PROMPT
Output all of the records exactly, word for word.

MATERIALS PROVIDED
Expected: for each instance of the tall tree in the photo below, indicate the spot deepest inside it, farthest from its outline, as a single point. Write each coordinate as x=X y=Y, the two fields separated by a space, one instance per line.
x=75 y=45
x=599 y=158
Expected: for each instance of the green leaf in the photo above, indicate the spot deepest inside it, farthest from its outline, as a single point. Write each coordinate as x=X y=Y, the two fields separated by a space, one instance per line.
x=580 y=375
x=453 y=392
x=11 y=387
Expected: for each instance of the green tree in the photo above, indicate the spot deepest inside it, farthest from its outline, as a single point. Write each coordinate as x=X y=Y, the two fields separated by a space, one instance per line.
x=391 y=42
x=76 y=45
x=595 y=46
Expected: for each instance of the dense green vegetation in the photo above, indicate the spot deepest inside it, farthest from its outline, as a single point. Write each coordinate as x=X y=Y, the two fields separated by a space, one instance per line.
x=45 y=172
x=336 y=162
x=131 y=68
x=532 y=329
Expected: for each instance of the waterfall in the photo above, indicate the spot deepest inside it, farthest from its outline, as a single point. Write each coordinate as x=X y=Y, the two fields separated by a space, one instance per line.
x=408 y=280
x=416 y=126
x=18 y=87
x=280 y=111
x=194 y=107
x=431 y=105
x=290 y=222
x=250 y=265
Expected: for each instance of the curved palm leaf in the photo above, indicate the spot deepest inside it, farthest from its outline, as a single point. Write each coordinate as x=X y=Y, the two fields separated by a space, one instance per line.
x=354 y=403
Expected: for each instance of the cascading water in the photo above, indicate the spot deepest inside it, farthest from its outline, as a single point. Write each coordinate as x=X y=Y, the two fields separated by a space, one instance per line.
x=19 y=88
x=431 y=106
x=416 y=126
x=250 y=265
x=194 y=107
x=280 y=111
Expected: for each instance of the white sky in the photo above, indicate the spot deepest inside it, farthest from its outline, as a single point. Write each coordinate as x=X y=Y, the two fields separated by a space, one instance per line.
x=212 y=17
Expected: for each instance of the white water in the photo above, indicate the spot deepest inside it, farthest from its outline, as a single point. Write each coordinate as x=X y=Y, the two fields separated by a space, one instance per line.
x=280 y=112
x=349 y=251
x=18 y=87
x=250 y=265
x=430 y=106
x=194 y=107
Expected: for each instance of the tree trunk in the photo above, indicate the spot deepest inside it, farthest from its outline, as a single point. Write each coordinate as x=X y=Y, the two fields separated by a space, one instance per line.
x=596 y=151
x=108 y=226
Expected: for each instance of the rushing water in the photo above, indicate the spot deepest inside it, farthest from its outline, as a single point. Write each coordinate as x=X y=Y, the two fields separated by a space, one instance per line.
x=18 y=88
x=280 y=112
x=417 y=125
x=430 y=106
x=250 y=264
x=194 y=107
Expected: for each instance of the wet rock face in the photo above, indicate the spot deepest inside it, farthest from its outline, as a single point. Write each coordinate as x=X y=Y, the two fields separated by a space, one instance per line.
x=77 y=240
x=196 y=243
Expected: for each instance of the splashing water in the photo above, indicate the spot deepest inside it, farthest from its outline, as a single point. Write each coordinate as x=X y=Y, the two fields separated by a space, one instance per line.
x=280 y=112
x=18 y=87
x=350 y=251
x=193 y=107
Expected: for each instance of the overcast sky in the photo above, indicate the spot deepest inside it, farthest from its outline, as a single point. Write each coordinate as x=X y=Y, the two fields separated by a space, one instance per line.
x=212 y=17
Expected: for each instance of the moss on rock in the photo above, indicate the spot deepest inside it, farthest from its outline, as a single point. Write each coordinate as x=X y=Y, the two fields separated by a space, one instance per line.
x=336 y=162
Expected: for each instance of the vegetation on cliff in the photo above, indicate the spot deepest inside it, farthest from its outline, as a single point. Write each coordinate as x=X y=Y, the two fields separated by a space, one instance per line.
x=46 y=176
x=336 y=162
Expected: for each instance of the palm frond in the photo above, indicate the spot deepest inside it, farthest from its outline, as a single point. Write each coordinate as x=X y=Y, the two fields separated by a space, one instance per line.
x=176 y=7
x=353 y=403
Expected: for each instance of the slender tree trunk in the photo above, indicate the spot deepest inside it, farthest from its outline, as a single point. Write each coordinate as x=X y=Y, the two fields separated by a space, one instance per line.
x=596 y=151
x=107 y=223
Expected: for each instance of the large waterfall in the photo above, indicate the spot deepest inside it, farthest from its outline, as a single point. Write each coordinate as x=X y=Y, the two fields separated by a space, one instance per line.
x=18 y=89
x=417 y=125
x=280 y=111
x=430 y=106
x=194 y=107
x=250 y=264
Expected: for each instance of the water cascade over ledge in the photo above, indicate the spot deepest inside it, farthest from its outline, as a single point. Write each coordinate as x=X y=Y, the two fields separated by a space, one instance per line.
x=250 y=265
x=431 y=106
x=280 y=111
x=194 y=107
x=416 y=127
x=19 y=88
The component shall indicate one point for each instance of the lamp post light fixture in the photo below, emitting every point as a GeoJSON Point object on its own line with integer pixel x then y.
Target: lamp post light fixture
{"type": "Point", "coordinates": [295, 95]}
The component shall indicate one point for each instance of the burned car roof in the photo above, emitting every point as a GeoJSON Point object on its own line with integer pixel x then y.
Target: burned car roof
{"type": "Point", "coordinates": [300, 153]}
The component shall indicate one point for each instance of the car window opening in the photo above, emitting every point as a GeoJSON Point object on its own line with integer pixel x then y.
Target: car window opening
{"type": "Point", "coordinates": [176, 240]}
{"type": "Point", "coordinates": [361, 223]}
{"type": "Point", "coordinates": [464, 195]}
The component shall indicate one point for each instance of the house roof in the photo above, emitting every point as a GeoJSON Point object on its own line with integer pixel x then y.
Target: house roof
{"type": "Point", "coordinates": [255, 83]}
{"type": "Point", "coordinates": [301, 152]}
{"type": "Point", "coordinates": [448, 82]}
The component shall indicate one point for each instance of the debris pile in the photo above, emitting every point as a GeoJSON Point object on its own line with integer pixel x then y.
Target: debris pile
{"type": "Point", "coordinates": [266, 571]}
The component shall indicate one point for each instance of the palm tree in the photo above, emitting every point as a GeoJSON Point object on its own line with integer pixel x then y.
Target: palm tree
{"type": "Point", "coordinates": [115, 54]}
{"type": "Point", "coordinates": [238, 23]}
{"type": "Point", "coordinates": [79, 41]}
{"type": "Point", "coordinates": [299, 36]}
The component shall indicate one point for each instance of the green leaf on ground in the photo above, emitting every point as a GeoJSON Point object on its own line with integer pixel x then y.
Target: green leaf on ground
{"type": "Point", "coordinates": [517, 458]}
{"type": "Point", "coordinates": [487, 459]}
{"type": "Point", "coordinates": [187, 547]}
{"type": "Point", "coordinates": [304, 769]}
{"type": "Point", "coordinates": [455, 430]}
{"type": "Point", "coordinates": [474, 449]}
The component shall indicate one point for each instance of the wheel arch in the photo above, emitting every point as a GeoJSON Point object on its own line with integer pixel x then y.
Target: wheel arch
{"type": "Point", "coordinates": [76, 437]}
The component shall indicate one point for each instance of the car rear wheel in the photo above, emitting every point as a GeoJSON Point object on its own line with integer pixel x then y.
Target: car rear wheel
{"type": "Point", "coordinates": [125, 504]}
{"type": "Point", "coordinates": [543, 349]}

RESPONSE
Expected: for each instance of the tall tree in the photo below, indicate the spot deepest inside it, farthest from its outline, as a single point. Write each coordinate as x=X y=Y, the two fields separated by a space, one instance per line.
x=75 y=45
x=599 y=158
Expected: for each instance of the green leaf in the photo above, indicate the spot deepest inside it, farthest from its outline, as a single point. Write each coordinate as x=X y=Y, the two fields separated by a space, one instance per line.
x=580 y=375
x=453 y=392
x=11 y=387
Expected: for each instance of the green tree in the photo above, indicate the spot deepest inside it, farthest from its outline, as a single point. Write each coordinate as x=X y=Y, the two fields separated by a space, one instance per line.
x=391 y=42
x=76 y=45
x=595 y=46
Expected: for each instance of the dense green vegetation in the photo above, indicate the spot deepest inside it, farthest from its outline, as a single point. Write each coordinate as x=X y=Y, the two fields separated by a space, one instance per line.
x=45 y=172
x=336 y=162
x=131 y=68
x=532 y=329
Expected: for each instance of the waterfall in the photo above, indicate the spot deepest inside it, farthest from its outline, as a single point. Write each coordinate as x=X y=Y, the two fields separated by a space, one instance per line.
x=408 y=280
x=416 y=126
x=18 y=87
x=280 y=111
x=194 y=107
x=431 y=105
x=290 y=222
x=250 y=265
Expected: for each instance of the curved palm leaf in the photo above, indicate the spot deepest inside it, farthest from its outline, as a single point. Write each coordinate as x=X y=Y, the two fields separated by a space, one instance per line.
x=354 y=403
Expected: for each instance of the cascading water in the photo above, indicate the spot deepest inside it, farthest from its outline, as a single point. Write each coordinate as x=X y=Y, the two fields separated by a space, one instance per line.
x=19 y=88
x=431 y=106
x=416 y=126
x=250 y=265
x=194 y=107
x=280 y=111
Expected: for each instance of the white sky in the photo above, indicate the spot deepest inside it, farthest from its outline, as a single point. Write each coordinate as x=X y=Y, the two fields separated by a space, one instance per line.
x=212 y=17
Expected: for each instance of the white water in the photo above, indicate the spot deepest inside it, farthest from its outline, as a single point. Write each coordinate as x=X y=Y, the two fields separated by a space, one instance per line.
x=280 y=112
x=349 y=251
x=18 y=87
x=250 y=265
x=430 y=106
x=194 y=107
Expected: for each instance of the tree trunk in the photo above, indicate the spot deepest inside it, farthest from its outline, as a single point. Write each coordinate as x=X y=Y, the two fields separated by a space, one instance per line.
x=596 y=151
x=108 y=226
Expected: for each instance of the rushing water in the photo above, indicate the spot deepest inside it, farthest from its outline, as a single point. Write each coordinate as x=X y=Y, the two fields separated by a space, one instance per line.
x=18 y=88
x=280 y=112
x=417 y=125
x=430 y=106
x=250 y=264
x=194 y=107
Expected: for each instance of the wet rock face in the photo above, indicate the spot deepest inside it, farthest from its outline, as a single point. Write each coordinate as x=X y=Y, the two fields separated by a space, one instance per line.
x=77 y=240
x=196 y=243
Expected: for each instance of the splashing water in the photo above, indicate the spot deepest inside it, farthest from its outline, as a single point. Write each coordinate as x=X y=Y, the two fields separated by a space, one instance per line.
x=280 y=112
x=18 y=87
x=350 y=251
x=193 y=107
Expected: for each instance of the overcast sky in the photo above, indicate the spot deepest inside it, farthest from its outline, as a single point. Write each coordinate as x=X y=Y, the two fields separated by a space, one instance per line.
x=212 y=17
Expected: for each instance of the moss on rock in the photo above, indicate the spot deepest inside it, farthest from its outline, as a single point. Write each coordinate as x=X y=Y, the two fields separated by a space, one instance per line.
x=336 y=162
Expected: for each instance of the vegetation on cliff in the photo above, indicate the spot deepest inside it, farthest from its outline, as a single point. Write each coordinate as x=X y=Y, the two fields separated by a space, one instance per line.
x=46 y=176
x=336 y=162
Expected: for each instance of the palm frond in the photo above, indicate the spot deepest inside it, farthest from its outline, as a single point. Write each coordinate as x=X y=Y, the two fields separated by a space, one instance per line.
x=176 y=7
x=353 y=403
Expected: for each instance of the slender tree trunk in the photo above, indicate the spot deepest inside it, farthest from its outline, as a single point. Write each coordinate as x=X y=Y, the two fields separated by a space, one instance per line.
x=596 y=151
x=107 y=223
Expected: for each instance of the large waterfall in the photo above, indicate the spot deepest inside it, farthest from its outline, as a single point. Write each coordinate as x=X y=Y, the two fields separated by a space, one instance per line.
x=18 y=89
x=417 y=125
x=280 y=111
x=430 y=106
x=194 y=107
x=250 y=264
Expected: for each instance of the water cascade over ledge in the photo above, indicate the spot deepest inside it, farthest from its outline, as a single point. Write each coordinate as x=X y=Y, the two fields separated by a space, one instance per line.
x=250 y=265
x=431 y=106
x=280 y=111
x=194 y=107
x=416 y=127
x=19 y=88
The component shall indicate one point for each instance of the lamp post light fixture in the photo below, emitting every point as a GeoJSON Point object on its own line with integer pixel x then y.
Target: lamp post light fixture
{"type": "Point", "coordinates": [295, 95]}
The component shall indicate one point for each instance of the burned car roof in the photo above, emitting every point as a GeoJSON Point object on its own line with integer pixel x then y.
Target: burned car roof
{"type": "Point", "coordinates": [300, 153]}
The component shall indicate one point for each instance of the car window opening in the photo above, emitting every point as a GeoJSON Point object on its own line with integer pixel x then y.
Target: car window opening
{"type": "Point", "coordinates": [176, 240]}
{"type": "Point", "coordinates": [361, 223]}
{"type": "Point", "coordinates": [464, 195]}
The component shall indicate one point for each instance of the house roof in the photo above, emitting every point as a GeoJSON Point object on its own line with integer pixel x then y.
Target: house roof
{"type": "Point", "coordinates": [255, 83]}
{"type": "Point", "coordinates": [301, 152]}
{"type": "Point", "coordinates": [448, 82]}
The component shall indicate one point for each instance of the debris pile in the photo above, emitting every point as a GeoJSON Point object on its own line with integer pixel x then y.
Target: debris pile
{"type": "Point", "coordinates": [266, 571]}
The component shall indicate one point for each instance of the palm tree in the photo above, emitting every point as a GeoJSON Point object on its own line with integer pixel x then y.
Target: palm tree
{"type": "Point", "coordinates": [115, 54]}
{"type": "Point", "coordinates": [238, 23]}
{"type": "Point", "coordinates": [79, 41]}
{"type": "Point", "coordinates": [299, 36]}
The component shall indicate one point for each instance of the green leaf on ground in the photo above, emitting every point as a GeoJSON Point object on its own line with integer pixel x then y.
Target: green leaf on ground
{"type": "Point", "coordinates": [517, 458]}
{"type": "Point", "coordinates": [487, 459]}
{"type": "Point", "coordinates": [187, 547]}
{"type": "Point", "coordinates": [304, 769]}
{"type": "Point", "coordinates": [455, 430]}
{"type": "Point", "coordinates": [474, 449]}
The component shall indicate one point for each instance of the wheel arch in the photo above, emitting every point as a GeoJSON Point object on its own line with integer pixel x then y.
Target: wheel arch
{"type": "Point", "coordinates": [76, 437]}
The component shall indicate one point for each instance of the car rear wheel in the photo above, emitting every point as a GeoJSON Point object on its own line with integer pixel x then y.
Target: car rear wheel
{"type": "Point", "coordinates": [125, 504]}
{"type": "Point", "coordinates": [543, 349]}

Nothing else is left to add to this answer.